§ WHAT TO WORK ON
Pictures in the data below are not part of the copy; transcribe everything else exactly.
··········
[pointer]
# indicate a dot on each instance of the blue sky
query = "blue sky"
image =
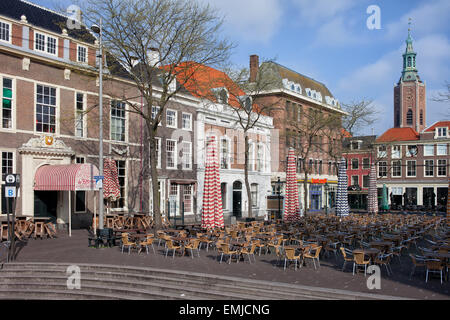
(328, 40)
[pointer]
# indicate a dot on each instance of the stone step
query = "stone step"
(143, 282)
(225, 283)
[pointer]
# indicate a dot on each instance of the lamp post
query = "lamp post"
(326, 186)
(98, 30)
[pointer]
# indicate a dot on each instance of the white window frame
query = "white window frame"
(125, 127)
(427, 146)
(425, 167)
(79, 46)
(46, 47)
(189, 157)
(392, 166)
(396, 152)
(9, 40)
(440, 166)
(56, 106)
(415, 169)
(439, 150)
(190, 121)
(83, 115)
(174, 154)
(13, 103)
(174, 126)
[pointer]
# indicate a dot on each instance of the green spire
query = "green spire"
(409, 72)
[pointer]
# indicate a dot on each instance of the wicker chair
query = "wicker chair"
(358, 261)
(289, 255)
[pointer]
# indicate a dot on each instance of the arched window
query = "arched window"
(409, 117)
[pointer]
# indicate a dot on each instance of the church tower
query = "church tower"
(409, 93)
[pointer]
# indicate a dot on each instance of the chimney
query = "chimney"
(254, 67)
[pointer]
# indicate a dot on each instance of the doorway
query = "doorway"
(45, 204)
(237, 199)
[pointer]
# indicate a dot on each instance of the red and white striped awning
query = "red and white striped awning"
(69, 177)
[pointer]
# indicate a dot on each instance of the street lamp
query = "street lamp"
(98, 29)
(327, 188)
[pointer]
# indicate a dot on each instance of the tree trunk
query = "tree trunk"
(247, 184)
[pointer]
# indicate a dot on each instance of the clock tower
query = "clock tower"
(409, 93)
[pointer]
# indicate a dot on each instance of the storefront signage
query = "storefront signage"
(319, 181)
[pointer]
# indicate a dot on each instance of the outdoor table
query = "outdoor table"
(371, 252)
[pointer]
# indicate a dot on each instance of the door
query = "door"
(237, 199)
(45, 203)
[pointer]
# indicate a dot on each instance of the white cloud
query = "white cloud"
(251, 20)
(427, 18)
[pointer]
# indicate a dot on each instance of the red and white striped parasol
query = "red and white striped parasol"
(212, 215)
(111, 185)
(291, 204)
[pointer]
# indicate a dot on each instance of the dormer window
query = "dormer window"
(441, 132)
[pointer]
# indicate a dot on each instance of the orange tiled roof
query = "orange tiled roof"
(399, 134)
(438, 124)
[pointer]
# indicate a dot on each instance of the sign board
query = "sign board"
(10, 192)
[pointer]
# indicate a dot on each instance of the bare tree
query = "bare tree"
(154, 41)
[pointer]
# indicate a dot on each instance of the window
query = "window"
(396, 152)
(158, 153)
(366, 163)
(429, 168)
(5, 31)
(224, 154)
(79, 117)
(187, 198)
(187, 121)
(7, 103)
(409, 117)
(410, 168)
(442, 168)
(81, 54)
(254, 194)
(396, 168)
(117, 120)
(80, 196)
(171, 118)
(365, 181)
(223, 192)
(355, 164)
(187, 155)
(45, 109)
(259, 158)
(382, 169)
(441, 150)
(382, 152)
(121, 169)
(45, 43)
(441, 132)
(411, 151)
(428, 150)
(171, 147)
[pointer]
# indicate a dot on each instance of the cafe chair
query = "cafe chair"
(384, 260)
(313, 254)
(193, 245)
(227, 252)
(249, 252)
(418, 261)
(434, 266)
(289, 255)
(348, 256)
(359, 261)
(148, 242)
(126, 243)
(171, 246)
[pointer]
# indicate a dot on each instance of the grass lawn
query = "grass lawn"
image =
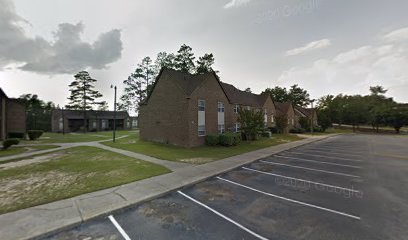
(77, 137)
(196, 155)
(69, 173)
(17, 150)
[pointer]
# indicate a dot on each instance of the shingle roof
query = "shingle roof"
(283, 108)
(237, 96)
(78, 114)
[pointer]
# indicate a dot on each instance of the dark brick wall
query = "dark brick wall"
(165, 117)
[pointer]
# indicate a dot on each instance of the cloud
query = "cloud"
(309, 47)
(236, 3)
(66, 54)
(397, 35)
(354, 70)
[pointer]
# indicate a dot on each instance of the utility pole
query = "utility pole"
(114, 115)
(311, 124)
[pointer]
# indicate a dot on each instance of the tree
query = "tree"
(377, 90)
(38, 112)
(277, 94)
(281, 123)
(164, 59)
(184, 60)
(138, 85)
(298, 96)
(83, 96)
(252, 123)
(204, 64)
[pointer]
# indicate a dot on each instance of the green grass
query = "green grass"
(18, 150)
(196, 155)
(77, 137)
(73, 172)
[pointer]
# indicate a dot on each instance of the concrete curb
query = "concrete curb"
(43, 220)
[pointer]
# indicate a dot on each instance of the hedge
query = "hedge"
(34, 134)
(11, 141)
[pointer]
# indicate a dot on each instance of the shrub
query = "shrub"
(237, 138)
(266, 134)
(11, 141)
(273, 130)
(212, 140)
(227, 139)
(297, 130)
(34, 134)
(16, 135)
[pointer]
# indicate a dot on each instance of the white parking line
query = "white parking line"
(292, 200)
(336, 149)
(301, 180)
(120, 229)
(337, 158)
(320, 162)
(310, 169)
(223, 216)
(335, 153)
··········
§ EXPECTED ANSWER
[pointer]
# indicate a dot on each instance of the blue sky
query = "blue sky"
image =
(328, 40)
[pointer]
# indicate a dot on each instance of the stone step
query = "stone step"
(143, 282)
(225, 283)
[pointer]
# indicate a dot on each instance of the lamp post
query = "lamp post"
(326, 186)
(98, 30)
[pointer]
# indicate a dot on each instance of the white window frame
query = "white window frame"
(125, 127)
(427, 146)
(425, 167)
(79, 46)
(46, 47)
(189, 157)
(392, 166)
(396, 152)
(9, 40)
(440, 166)
(56, 106)
(415, 169)
(439, 150)
(190, 121)
(83, 115)
(174, 154)
(13, 103)
(174, 126)
[pointer]
# indicate a dot on each instance of the green spire
query = "green spire"
(409, 72)
[pointer]
# indicate a dot on each instance of the wicker chair
query = "wicker chair"
(358, 261)
(289, 255)
[pointer]
# indicate a dot on each instance of the arched window
query = "arched window"
(409, 117)
[pointer]
# indicate a dot on each instance of the church tower
query = "church tower"
(409, 93)
[pointer]
# indicate a dot on each instance of the chimney
query = "chimney"
(254, 67)
[pointer]
# indicate a dot on each instance of the doorway
query = "doorway"
(45, 204)
(237, 199)
[pointer]
# indicate a dot on each instance of the red and white striped awning
query = "red and white striped awning"
(69, 177)
[pointer]
# indicate a dot on each instance of the street lamp
query = "street lamp"
(98, 29)
(327, 188)
[pointer]
# indicate a dot on each instance of the tree trunk
query = "tree trunk"
(247, 184)
[pointer]
# indicate a dot on each instance of the clock tower
query = "clock tower"
(409, 93)
[pointer]
# indicate a dot on each instance of the storefront signage
query = "storefront signage"
(319, 181)
[pointer]
# indicate a dot on each instance of the outdoor table
query = "outdoor table"
(371, 252)
[pointer]
# indicate a dot on each instance of the door
query = "door"
(237, 199)
(45, 203)
[pointer]
# indicate a dot on each instance of the white cloud
query = "white cloud"
(251, 20)
(427, 18)
[pointer]
# indicate a dot on each instance of the red and white striped parasol
query = "red and white striped parasol"
(212, 215)
(111, 185)
(291, 204)
[pointer]
# indicate a dot on each instance of the dormer window
query = "dormer window"
(441, 132)
[pointer]
# indicate a dot on each instance of the orange tiled roof
query = "orange tiled roof"
(399, 134)
(438, 124)
[pointer]
# indicate a dot on each instance of the sign board
query = "sign board"
(10, 192)
[pointer]
# indicate a dot on each instance of the bare tree
query = "bare tree"
(154, 41)
[pointer]
# indicate a dot on each instance of the window
query = "window"
(396, 152)
(158, 153)
(366, 163)
(429, 168)
(5, 31)
(224, 154)
(79, 117)
(187, 198)
(187, 121)
(7, 103)
(409, 117)
(410, 168)
(442, 168)
(81, 54)
(254, 194)
(396, 168)
(117, 120)
(80, 196)
(171, 118)
(365, 181)
(223, 192)
(355, 164)
(187, 155)
(45, 109)
(259, 158)
(382, 169)
(441, 150)
(382, 152)
(121, 169)
(45, 43)
(441, 132)
(411, 151)
(428, 150)
(171, 147)
[pointer]
# indicate a dot on each instance of the cafe chair
query = "cafe chair"
(384, 260)
(313, 254)
(193, 245)
(227, 252)
(249, 252)
(418, 261)
(434, 266)
(289, 255)
(348, 256)
(359, 261)
(148, 242)
(126, 243)
(171, 246)
[pointer]
# indicate a dot on each instance of the grass lawn
query = "grass lawn"
image =
(77, 137)
(196, 155)
(69, 173)
(17, 150)
[pointer]
# indicate a dot on each instance of the shingle roof
query = "shingle roof"
(283, 108)
(237, 96)
(78, 114)
[pointer]
# indicate a dot on each instance of the dark brick wall
query = "dark brick wall"
(165, 117)
[pointer]
# indicate a dot on each instance of the cloud
query = "cloud"
(309, 47)
(236, 3)
(66, 54)
(397, 35)
(354, 70)
[pointer]
# indicate a dot on each instance of the utility pole
query = "utility pole"
(114, 115)
(311, 124)
[pointer]
# indicate a dot on each instance of the tree
query = "tree"
(377, 90)
(38, 112)
(277, 94)
(281, 123)
(164, 59)
(184, 60)
(138, 85)
(298, 96)
(83, 96)
(252, 123)
(204, 64)
[pointer]
# indicate a dot on each instance of the green grass
query = "green grass"
(18, 150)
(196, 155)
(77, 137)
(73, 172)
[pointer]
# indicate a dot on each instance of the concrete curb
query = "concrete curb"
(43, 220)
[pointer]
# indicate a dot on each instance of the hedge
query = "hedge"
(34, 134)
(11, 141)
[pointer]
# indicate a dot on each instance of the shrub
query = "shrub"
(237, 138)
(266, 134)
(11, 141)
(273, 130)
(212, 140)
(227, 139)
(297, 130)
(34, 134)
(16, 135)
[pointer]
# indicate a dot on each instance of the white parking line
query = "white parking line"
(292, 200)
(336, 149)
(301, 180)
(120, 229)
(337, 158)
(320, 162)
(310, 169)
(223, 216)
(335, 153)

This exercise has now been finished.